EXERCISE> Even where a record seems odd, copy it exactly as it appears below.

(Spatial localization data)
☆ ☆ ☆ ☆ ☆ ☆ ☆
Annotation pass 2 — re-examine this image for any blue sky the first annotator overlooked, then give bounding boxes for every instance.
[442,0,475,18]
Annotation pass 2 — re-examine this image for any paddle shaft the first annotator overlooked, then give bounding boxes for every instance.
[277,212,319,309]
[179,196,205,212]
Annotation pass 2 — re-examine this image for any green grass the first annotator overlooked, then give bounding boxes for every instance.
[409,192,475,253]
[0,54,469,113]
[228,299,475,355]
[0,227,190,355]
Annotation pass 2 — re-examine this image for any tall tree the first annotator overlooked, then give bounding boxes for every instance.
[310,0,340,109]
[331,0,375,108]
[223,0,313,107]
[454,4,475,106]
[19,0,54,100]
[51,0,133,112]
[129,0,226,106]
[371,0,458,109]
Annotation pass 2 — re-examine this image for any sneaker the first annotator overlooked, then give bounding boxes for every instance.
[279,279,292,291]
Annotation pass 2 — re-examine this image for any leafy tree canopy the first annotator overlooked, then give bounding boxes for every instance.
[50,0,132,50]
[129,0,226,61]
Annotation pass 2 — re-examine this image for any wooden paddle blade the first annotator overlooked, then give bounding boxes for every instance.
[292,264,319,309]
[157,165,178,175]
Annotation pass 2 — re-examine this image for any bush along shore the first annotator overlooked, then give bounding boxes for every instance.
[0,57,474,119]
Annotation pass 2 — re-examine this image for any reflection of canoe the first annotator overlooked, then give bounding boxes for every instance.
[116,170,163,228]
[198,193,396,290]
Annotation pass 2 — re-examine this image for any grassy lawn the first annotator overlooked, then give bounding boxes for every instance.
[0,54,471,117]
☆ ☆ ☆ ☆ ☆ ☆ ☆
PROBLEM SOLUTION>
Annotation pass 2 — re-examine this image for any blue sky the first annotator overlooked, then give bounding boxes for every instance.
[442,0,475,18]
Annotation pass 2 — re-examine this image for any paddle shaft the first annotator overlooked, then give bounding boxes for every instance.
[277,212,319,309]
[179,196,205,212]
Annotation pass 2 — re-examine this image for any green grass the first annotator overlooked, then give bounding boxes for every instance.
[409,192,475,253]
[0,54,469,113]
[228,299,475,355]
[0,227,190,355]
Annotation pass 2 — re-examine this image for any tall tree the first annotator overlooked, then give bounding boxes for every instance.
[310,0,340,109]
[331,0,375,108]
[223,0,313,107]
[454,4,475,106]
[19,0,54,100]
[51,0,133,112]
[129,0,226,106]
[371,0,458,109]
Annotation pass 2 — re-examine this image for any sneaker the first annotator overlooked, then give bounding boxes for every instance.
[279,279,292,291]
Annotation pass 2 — re-examine this image for any leafy tree canopy the first annotator overlooked, then give bounding boxes for every instance.
[50,0,132,50]
[129,0,226,61]
Annotation pass 2 — re-examine this image for any wooden paddle blade the first annotator overlooked, then give bounding boxes for every instance.
[292,264,319,309]
[157,165,178,175]
Annotation pass 2 — re-examine this image for any bush along shore the first annotator overlooked, then give bounding boxes for every instance.
[0,57,474,119]
Annotation pass 2 — re-examine this image for any reflection of canoe the first annotator overlooked, then give bounding boxes for every instance.
[116,170,163,228]
[198,193,396,290]
Annotation pass 2 — re-examine this image for any grassy lawn the first annotator overlooked, then give bounding boxes for every instance.
[0,54,471,117]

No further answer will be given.